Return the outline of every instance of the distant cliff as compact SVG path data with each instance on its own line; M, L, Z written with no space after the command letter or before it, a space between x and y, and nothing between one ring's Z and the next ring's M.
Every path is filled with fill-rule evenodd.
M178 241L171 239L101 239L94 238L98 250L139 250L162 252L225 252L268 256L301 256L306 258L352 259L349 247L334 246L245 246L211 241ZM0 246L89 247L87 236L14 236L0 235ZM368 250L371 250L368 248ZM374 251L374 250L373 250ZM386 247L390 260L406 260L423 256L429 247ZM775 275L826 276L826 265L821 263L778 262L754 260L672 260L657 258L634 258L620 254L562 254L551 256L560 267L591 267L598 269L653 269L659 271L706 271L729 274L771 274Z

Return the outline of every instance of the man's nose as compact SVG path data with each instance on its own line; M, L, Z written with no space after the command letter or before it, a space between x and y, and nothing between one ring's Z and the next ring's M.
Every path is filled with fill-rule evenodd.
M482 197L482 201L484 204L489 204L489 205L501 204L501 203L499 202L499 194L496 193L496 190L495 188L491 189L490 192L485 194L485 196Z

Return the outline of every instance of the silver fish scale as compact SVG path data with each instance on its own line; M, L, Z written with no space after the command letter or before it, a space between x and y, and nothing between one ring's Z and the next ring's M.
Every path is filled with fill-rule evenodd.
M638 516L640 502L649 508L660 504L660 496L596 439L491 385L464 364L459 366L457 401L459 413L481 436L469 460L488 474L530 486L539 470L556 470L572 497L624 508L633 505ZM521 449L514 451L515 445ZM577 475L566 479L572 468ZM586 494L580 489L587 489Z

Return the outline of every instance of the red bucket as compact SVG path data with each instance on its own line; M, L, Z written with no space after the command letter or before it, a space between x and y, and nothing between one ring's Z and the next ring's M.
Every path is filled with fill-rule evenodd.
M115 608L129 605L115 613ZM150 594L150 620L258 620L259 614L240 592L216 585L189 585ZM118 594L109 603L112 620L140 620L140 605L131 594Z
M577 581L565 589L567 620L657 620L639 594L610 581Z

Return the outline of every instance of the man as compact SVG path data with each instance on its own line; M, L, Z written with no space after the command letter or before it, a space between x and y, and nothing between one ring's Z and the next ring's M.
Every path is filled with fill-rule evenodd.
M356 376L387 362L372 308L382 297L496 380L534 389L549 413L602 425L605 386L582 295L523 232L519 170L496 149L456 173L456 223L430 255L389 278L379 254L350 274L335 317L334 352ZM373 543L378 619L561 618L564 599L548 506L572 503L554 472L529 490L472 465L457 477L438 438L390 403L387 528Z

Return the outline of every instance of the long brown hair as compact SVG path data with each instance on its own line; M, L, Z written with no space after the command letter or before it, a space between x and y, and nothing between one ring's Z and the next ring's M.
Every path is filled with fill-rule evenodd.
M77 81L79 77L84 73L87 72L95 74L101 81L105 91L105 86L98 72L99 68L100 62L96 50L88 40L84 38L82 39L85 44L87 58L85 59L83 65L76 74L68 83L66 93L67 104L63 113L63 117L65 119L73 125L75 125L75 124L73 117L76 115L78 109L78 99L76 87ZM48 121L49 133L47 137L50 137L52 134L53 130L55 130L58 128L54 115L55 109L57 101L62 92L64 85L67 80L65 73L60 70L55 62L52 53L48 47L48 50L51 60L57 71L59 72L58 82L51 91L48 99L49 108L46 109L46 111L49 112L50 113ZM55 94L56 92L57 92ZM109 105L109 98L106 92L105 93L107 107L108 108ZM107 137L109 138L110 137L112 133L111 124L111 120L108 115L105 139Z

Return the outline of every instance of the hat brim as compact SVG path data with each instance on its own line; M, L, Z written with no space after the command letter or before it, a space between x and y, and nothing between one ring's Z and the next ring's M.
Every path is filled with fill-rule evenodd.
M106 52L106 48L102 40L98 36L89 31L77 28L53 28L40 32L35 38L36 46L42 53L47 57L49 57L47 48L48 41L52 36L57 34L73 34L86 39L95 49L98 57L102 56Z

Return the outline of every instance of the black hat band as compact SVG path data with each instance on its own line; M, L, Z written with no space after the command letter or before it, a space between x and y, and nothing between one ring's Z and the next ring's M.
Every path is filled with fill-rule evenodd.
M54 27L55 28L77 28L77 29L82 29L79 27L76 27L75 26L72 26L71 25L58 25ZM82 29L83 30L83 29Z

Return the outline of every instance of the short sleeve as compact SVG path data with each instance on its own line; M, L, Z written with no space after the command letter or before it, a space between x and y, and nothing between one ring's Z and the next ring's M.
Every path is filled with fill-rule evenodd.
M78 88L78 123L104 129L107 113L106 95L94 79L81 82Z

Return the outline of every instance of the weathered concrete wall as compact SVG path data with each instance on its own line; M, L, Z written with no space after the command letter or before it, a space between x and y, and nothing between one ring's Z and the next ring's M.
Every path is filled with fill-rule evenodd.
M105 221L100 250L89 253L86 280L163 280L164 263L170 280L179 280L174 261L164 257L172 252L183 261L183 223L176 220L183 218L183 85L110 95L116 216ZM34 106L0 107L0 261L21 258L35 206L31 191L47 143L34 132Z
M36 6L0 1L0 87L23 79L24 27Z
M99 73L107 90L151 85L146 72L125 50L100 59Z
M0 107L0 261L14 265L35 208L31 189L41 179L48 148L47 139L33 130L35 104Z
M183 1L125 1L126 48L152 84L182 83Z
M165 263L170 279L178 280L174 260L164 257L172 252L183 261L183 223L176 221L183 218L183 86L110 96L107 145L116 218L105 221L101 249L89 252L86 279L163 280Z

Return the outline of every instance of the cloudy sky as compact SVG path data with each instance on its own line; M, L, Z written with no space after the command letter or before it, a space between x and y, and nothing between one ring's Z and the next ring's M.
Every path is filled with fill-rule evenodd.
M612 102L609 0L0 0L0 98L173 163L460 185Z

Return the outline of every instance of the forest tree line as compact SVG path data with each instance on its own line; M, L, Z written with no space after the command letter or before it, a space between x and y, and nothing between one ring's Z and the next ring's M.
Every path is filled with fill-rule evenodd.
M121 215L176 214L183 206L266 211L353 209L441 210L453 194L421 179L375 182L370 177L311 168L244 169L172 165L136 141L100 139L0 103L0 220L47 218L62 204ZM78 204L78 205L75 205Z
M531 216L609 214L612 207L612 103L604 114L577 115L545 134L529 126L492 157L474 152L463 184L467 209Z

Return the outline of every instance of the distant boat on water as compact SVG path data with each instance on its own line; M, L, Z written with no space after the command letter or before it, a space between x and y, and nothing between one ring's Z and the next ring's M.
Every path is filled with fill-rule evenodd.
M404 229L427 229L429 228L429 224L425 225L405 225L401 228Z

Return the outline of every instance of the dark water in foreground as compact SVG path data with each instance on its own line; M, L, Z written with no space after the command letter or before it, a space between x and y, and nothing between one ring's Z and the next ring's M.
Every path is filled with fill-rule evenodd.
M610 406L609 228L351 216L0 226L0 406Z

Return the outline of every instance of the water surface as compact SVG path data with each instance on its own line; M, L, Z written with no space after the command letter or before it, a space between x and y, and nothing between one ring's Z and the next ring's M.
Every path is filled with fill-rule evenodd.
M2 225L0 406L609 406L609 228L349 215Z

======

• _Direction_: Copy every line of the data above verbatim, in the same order and with spacing and punctuation unchanged.

• _Response to the exercise_:
Return the outline of every instance of the distant cliff as compact SVG path data with each instance on its own line; M, L, Z written with no space after the command letter or before it, a space between x and y, and nothing between one ring's Z and the next ring's M.
Every path is filled with fill-rule evenodd.
M178 241L171 239L101 239L94 238L98 250L139 250L162 252L225 252L268 256L301 256L306 258L352 259L349 247L334 246L245 246L211 241ZM0 246L89 247L87 236L14 236L0 235ZM368 250L371 250L368 248ZM374 251L374 250L373 250ZM386 247L390 260L406 260L423 256L429 247ZM775 275L826 276L826 265L821 263L778 262L754 260L672 260L657 258L634 258L620 254L562 254L551 256L560 267L591 267L598 269L653 269L659 271L706 271L729 274L771 274Z

Return the outline of every instance of the man's nose as compact SVG path data with each instance on its own line; M, L, Z written with no space after the command letter or before it, a space between x and y, and nothing between one ring's Z and the next ring's M.
Every path is filled with fill-rule evenodd.
M482 197L482 201L484 204L489 204L489 205L501 204L501 203L499 202L499 194L496 193L496 190L495 188L491 189L490 192L485 194L485 196Z

Return the outline of every instance of the silver fish scale as compact SVG path data with each instance on its own line; M, L, Z written with no space after the command letter or before it, a space between x and y, and nothing between one ring's Z and the next ring's M.
Every path is filled with fill-rule evenodd.
M638 516L640 502L649 508L660 504L660 496L596 439L491 385L464 364L459 366L457 401L459 413L481 436L469 460L488 474L530 486L539 470L556 470L572 497L624 508L633 505ZM521 449L514 451L515 445ZM577 475L566 479L572 468ZM586 494L580 489L587 489Z

Return the outline of every instance of the red bucket as compact SVG path data with each instance on its own line; M, L, Z written with no space after the command letter or before it, a space between x and y, and nothing between one ring's Z and the next ring's M.
Every path is filled with fill-rule evenodd.
M115 608L129 605L115 613ZM150 594L150 620L258 620L259 614L240 592L216 585L189 585ZM118 594L109 603L112 620L140 620L140 605L131 594Z
M577 581L565 589L567 620L657 620L639 594L610 581Z

Return the outline of every instance of the man as compact SVG path data with each instance on its own line; M, L, Z written with no space after the command letter or before it, a space between x and y, and nothing between one ring's Z and the next ring's M.
Every path is filled with fill-rule evenodd.
M356 376L387 362L372 308L382 297L496 380L534 389L549 413L602 425L605 386L582 295L523 232L519 170L496 149L456 173L456 223L430 255L389 278L379 254L350 274L335 317L334 352ZM373 543L378 619L561 618L564 599L548 506L572 503L554 472L529 490L472 465L457 477L438 438L390 403L387 528Z

Return the outline of every instance of the long brown hair as compact SVG path data with each instance on its own line; M, L, Z written with no space after the command letter or before it, a space between x and y, and nothing between one ring's Z and the next ring's M.
Every path is filled with fill-rule evenodd.
M77 81L79 77L84 73L87 72L95 74L101 81L105 91L105 86L98 72L99 68L100 62L96 50L88 40L84 38L82 39L85 44L87 58L85 59L83 65L76 74L68 83L66 93L67 104L63 113L63 117L65 119L73 125L75 125L75 124L73 117L76 115L78 109L78 99L76 87ZM48 121L49 133L47 137L50 137L52 134L53 130L55 130L58 128L54 115L55 109L57 101L62 92L64 85L67 80L65 73L60 70L55 62L52 53L48 47L48 50L51 60L57 71L59 72L58 82L51 91L48 99L49 108L46 109L46 111L49 112L50 113ZM55 94L56 92L57 92ZM109 105L109 98L106 92L105 93L107 107L108 108ZM107 137L109 138L110 137L112 133L111 124L111 120L108 115L105 139Z

Return the outline of every instance of the hat brim as compact SVG path data with each instance on its own line; M, L, Z written with no space after the command letter or before it, a space between x and y, and nothing between one ring's Z and the next ring's M.
Every path is filled with fill-rule evenodd.
M106 52L106 48L102 40L98 36L89 31L77 28L53 28L40 32L35 38L36 46L42 53L47 57L49 57L47 48L48 41L52 36L57 34L73 34L86 39L95 49L98 57L102 56Z

Return the outline of every instance of the black hat band as compact SVG path data with each instance on its own line; M, L, Z written with no space after the command letter or before it, a space between x and y, and nothing between one ring's Z and the next ring's M.
Every path is filled with fill-rule evenodd.
M54 27L55 28L77 28L77 29L82 29L79 27L76 27L75 26L72 26L71 25L58 25ZM82 29L83 30L83 29Z

Return the outline of every instance of the short sleeve as compact SVG path data with each instance on its own line; M, L, Z written with no space after the command letter or before it, a space between x and y, and nothing between one ring's Z and the next ring's M.
Every path is filled with fill-rule evenodd.
M78 88L78 123L104 129L107 113L106 95L94 79L81 82Z

Return the outline of every instance of the weathered concrete wall as compact SVG path data with each instance on its own line; M, L, Z written with no space after the command letter or before it, a space between x and y, and nothing between one ring's Z and the next ring's M.
Every path is filled with fill-rule evenodd.
M105 221L100 250L89 253L86 280L163 280L164 263L170 280L179 280L174 261L164 257L172 252L183 261L183 223L176 220L183 218L183 85L110 95L116 216ZM34 106L0 107L0 261L21 258L35 206L31 191L47 143L34 132Z
M36 6L0 1L0 87L23 79L24 27Z
M99 73L107 90L151 85L146 72L125 50L100 59Z
M0 107L0 261L14 265L35 208L31 189L41 179L48 148L47 139L33 130L35 104Z
M183 1L125 1L126 48L152 84L182 83Z
M165 263L170 279L178 280L174 260L164 257L172 252L183 261L183 223L176 221L183 218L183 86L110 96L107 145L116 218L105 221L101 249L89 252L86 279L163 280Z

Return the outline of every instance of the cloudy sky as compact SVG path data with each instance on its own line; M, L, Z written with no space after the command letter or before it, a space between x and y, and nothing between one ring's Z and the next ring's M.
Every path is filled with fill-rule evenodd.
M612 102L609 0L0 0L0 98L173 163L460 185Z

Return the outline of every instance of the forest tree line as compact SVG path data with each instance on its own line; M, L, Z written with no space after the command letter or before it, a space between x and y, and nothing between one ring's Z and the next ring's M.
Every path is filled with fill-rule evenodd.
M121 215L176 214L183 206L266 211L353 209L441 210L453 194L421 179L375 182L370 177L311 168L244 169L172 165L136 141L100 139L0 103L0 220L47 218L62 204ZM78 204L78 205L75 205Z
M531 216L609 214L612 207L612 103L604 114L577 115L545 134L529 126L492 157L474 152L463 184L467 209Z

Return the outline of every instance of the distant boat on water as compact SVG path data with each instance on its own line; M, L, Z written with no space after the command letter or before it, a space between x and y, and nothing between one ring's Z and the next ring's M.
Every path is filled with fill-rule evenodd.
M404 229L427 229L429 228L429 224L425 225L405 225L401 228Z

Return the outline of every instance of the dark water in foreground as compact SVG path data with each instance on its own line; M, L, Z written with no space after the command letter or before it, a space between x and y, and nothing between one ring's Z and the next ring's M.
Every path is filled with fill-rule evenodd.
M610 406L609 228L351 216L0 226L0 406Z

Return the outline of every instance of the water surface as compact SVG path data with each instance on its own line; M, L, Z written with no space after the command letter or before it, a space between x and y, and nothing between one ring's Z and the next ring's M.
Every path is filled with fill-rule evenodd.
M2 225L0 406L609 406L609 228L349 215Z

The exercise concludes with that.